## START Document

Outdated Version

You are viewing an older version of this section. View current production version.

Analyzing Time Series Data With MemSQL

Time series data describe sequences of events, with each event labeled with a timestamp. Examples include sequences of events generated by utilities, energy production infrastructure, financial applications, software services, and Internet of Things (IoT) devices. This topic describes how to ingest, structure, and query time series information in MemSQL.

Storing Time Series Data

Time series data can be stored in MemSQL using rowstore or columnstore tables. Each row should have a time-valued attribute to hold the event time. The timestamp attribute should normally be declared to have a data type of datetime(6). Use the datetime attribute if resolution of fractional seconds for timestamps is not needed. Do not use the timestamp data types for time series information because they are automatically updated by the system, and typically you will want to have your application provide the timestamp directly. By convention, it is common to use the column name ts for the time attribute.

## END Document
## START Items

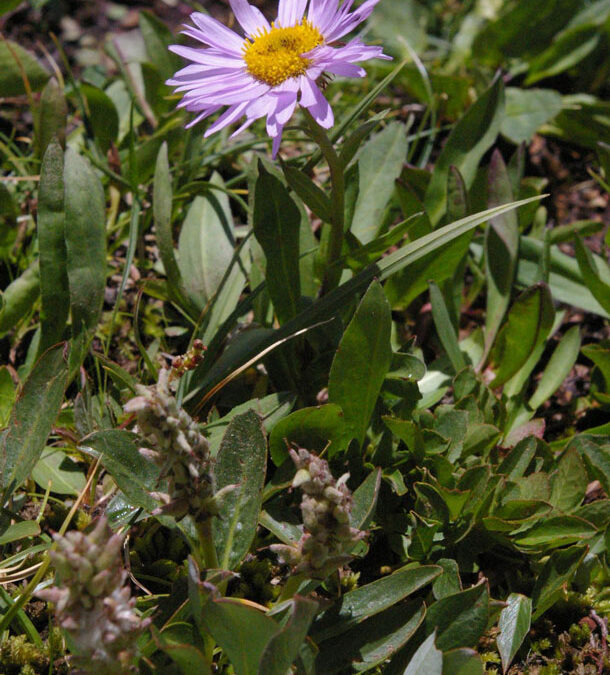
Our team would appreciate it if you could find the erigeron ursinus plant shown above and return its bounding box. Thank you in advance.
[1,0,609,675]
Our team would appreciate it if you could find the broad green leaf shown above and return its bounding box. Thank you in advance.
[282,164,331,223]
[514,515,597,550]
[574,237,610,313]
[178,173,235,309]
[0,261,40,335]
[213,410,267,569]
[0,366,17,429]
[311,565,441,642]
[83,429,159,512]
[64,150,106,366]
[316,602,425,675]
[253,163,301,324]
[426,581,489,651]
[485,150,519,360]
[430,281,466,373]
[37,142,70,353]
[258,596,318,675]
[0,37,49,96]
[0,344,68,503]
[0,520,40,546]
[187,197,539,399]
[403,632,443,675]
[496,593,532,672]
[425,77,504,226]
[350,469,381,530]
[80,83,119,153]
[328,281,392,443]
[532,546,587,621]
[500,87,563,145]
[269,403,350,466]
[528,326,580,410]
[525,25,601,86]
[198,591,281,675]
[153,142,192,316]
[153,622,212,675]
[351,122,408,244]
[36,77,68,157]
[32,448,87,496]
[491,283,555,388]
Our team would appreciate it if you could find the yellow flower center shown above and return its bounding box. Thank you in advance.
[244,19,324,87]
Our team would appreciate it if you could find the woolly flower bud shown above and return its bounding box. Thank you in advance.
[38,518,150,675]
[125,369,216,521]
[271,448,365,578]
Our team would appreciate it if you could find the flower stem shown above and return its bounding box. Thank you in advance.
[305,110,345,295]
[197,518,218,569]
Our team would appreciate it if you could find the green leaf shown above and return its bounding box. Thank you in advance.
[496,593,532,672]
[316,602,426,675]
[532,546,587,621]
[500,87,563,145]
[491,283,555,388]
[80,83,119,153]
[153,142,192,316]
[430,281,466,373]
[525,25,601,86]
[351,122,408,244]
[0,520,40,546]
[0,37,49,96]
[83,429,159,513]
[37,141,70,353]
[253,163,301,324]
[443,648,485,675]
[200,591,281,675]
[0,344,67,503]
[269,403,350,466]
[574,237,610,313]
[403,632,443,675]
[36,77,68,157]
[213,410,267,569]
[514,515,597,550]
[426,581,489,651]
[258,596,318,675]
[311,565,441,642]
[32,448,87,496]
[178,173,235,310]
[528,326,580,410]
[425,77,504,226]
[282,164,331,223]
[64,150,106,365]
[0,261,40,335]
[328,281,392,443]
[485,150,519,360]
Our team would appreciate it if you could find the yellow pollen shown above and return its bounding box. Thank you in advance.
[244,19,324,87]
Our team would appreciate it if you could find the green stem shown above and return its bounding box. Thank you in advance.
[305,110,345,295]
[197,518,219,569]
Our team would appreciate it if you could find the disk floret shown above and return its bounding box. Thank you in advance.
[125,369,217,521]
[38,518,150,675]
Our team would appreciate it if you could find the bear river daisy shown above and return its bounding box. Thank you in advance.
[167,0,389,156]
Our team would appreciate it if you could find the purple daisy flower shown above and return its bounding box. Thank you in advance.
[167,0,389,156]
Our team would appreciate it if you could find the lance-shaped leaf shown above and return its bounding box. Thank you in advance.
[496,593,532,672]
[328,281,392,443]
[253,163,301,323]
[491,283,555,387]
[0,344,68,504]
[37,142,70,353]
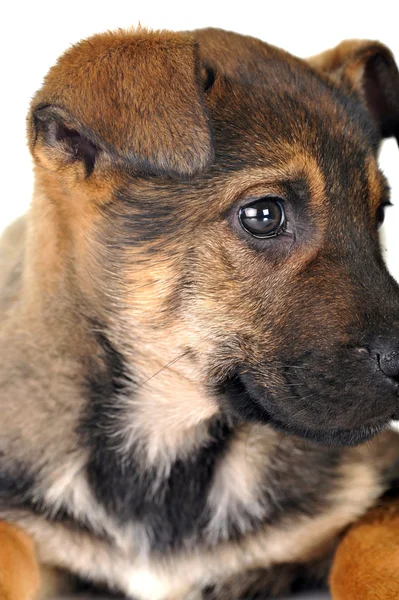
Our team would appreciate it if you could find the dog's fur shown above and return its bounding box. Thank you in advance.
[0,29,399,600]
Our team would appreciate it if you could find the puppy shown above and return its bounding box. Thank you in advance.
[0,29,399,600]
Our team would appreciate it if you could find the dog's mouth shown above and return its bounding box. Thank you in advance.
[218,369,399,446]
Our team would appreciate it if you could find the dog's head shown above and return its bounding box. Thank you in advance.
[29,30,399,444]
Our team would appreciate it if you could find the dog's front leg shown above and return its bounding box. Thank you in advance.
[0,521,40,600]
[330,500,399,600]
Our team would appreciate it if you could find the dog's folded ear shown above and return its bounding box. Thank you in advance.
[308,40,399,144]
[28,29,213,177]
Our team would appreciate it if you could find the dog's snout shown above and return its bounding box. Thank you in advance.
[368,336,399,378]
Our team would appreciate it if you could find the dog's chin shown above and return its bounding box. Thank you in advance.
[219,373,392,446]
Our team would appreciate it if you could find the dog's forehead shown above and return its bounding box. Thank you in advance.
[195,29,383,209]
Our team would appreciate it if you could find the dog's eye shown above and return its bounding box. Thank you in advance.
[238,196,286,238]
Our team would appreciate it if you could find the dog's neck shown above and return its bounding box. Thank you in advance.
[19,185,219,469]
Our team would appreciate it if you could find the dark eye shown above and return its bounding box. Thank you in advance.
[238,196,286,238]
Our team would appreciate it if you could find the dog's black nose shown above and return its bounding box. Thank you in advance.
[368,337,399,377]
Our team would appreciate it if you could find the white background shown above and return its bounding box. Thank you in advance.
[0,0,399,596]
[0,0,399,279]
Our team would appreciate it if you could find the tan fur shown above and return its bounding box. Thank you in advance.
[0,522,39,600]
[0,29,399,600]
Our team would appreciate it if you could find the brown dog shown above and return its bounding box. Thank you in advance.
[0,30,399,600]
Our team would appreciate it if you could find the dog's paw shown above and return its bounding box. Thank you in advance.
[330,506,399,600]
[0,521,40,600]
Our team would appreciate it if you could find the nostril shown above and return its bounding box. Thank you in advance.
[377,351,399,377]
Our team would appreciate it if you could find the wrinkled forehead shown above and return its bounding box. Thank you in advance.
[203,50,381,207]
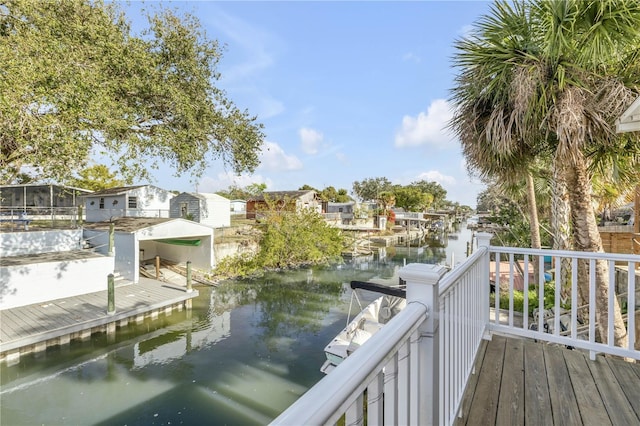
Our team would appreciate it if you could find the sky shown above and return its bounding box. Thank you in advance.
[123,1,490,207]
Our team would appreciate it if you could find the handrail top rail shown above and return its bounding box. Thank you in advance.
[438,247,488,296]
[489,246,640,262]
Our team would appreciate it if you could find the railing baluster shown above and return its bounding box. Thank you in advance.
[589,259,596,350]
[384,352,398,425]
[571,257,578,339]
[509,253,515,327]
[522,254,528,330]
[398,342,410,425]
[345,394,364,426]
[607,260,616,346]
[367,371,384,426]
[627,262,636,350]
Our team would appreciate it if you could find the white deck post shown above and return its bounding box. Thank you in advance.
[476,232,492,328]
[399,263,446,425]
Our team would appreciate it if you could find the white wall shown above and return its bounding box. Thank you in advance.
[85,185,174,222]
[85,194,127,222]
[114,232,140,283]
[0,256,113,311]
[0,229,82,257]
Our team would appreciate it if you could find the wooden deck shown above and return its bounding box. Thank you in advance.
[0,278,198,362]
[456,335,640,426]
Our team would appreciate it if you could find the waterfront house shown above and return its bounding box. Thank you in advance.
[84,185,174,222]
[0,184,92,216]
[616,98,640,133]
[231,200,247,214]
[247,190,322,219]
[0,228,114,310]
[169,192,231,228]
[84,217,215,283]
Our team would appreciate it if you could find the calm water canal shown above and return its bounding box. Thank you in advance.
[0,224,471,425]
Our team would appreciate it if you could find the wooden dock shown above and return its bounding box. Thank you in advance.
[456,335,640,426]
[0,278,198,363]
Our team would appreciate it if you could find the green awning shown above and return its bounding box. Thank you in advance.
[156,238,201,247]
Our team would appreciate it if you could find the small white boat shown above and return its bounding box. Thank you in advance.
[320,281,407,374]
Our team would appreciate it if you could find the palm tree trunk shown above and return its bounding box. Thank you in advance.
[551,155,576,308]
[526,172,542,249]
[566,151,628,348]
[525,172,542,282]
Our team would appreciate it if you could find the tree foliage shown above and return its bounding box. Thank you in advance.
[353,177,393,201]
[393,186,433,212]
[256,208,343,268]
[0,0,263,182]
[299,184,351,203]
[64,164,129,191]
[216,199,344,276]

## END Items

- _Problems to work on_
• a. How would you render this sentence from the MemSQL time series page in Spanish: "Each row should have a time-valued attribute to hold the event time."
• b. Can you pull out every line of the listing that contains the word "yellow"? Case counts.

- _Task-by-task outputs_
• a. Cada fila debe tener un atributo con valor temporal para almacenar la hora del evento.

• b.
Our team would appreciate it if you could find the yellow flower center shown above and return its bounding box. Thank you in advance.
Our team would appreciate it if you could find the yellow pollen shown above and return its bounding box. Thank you in advance.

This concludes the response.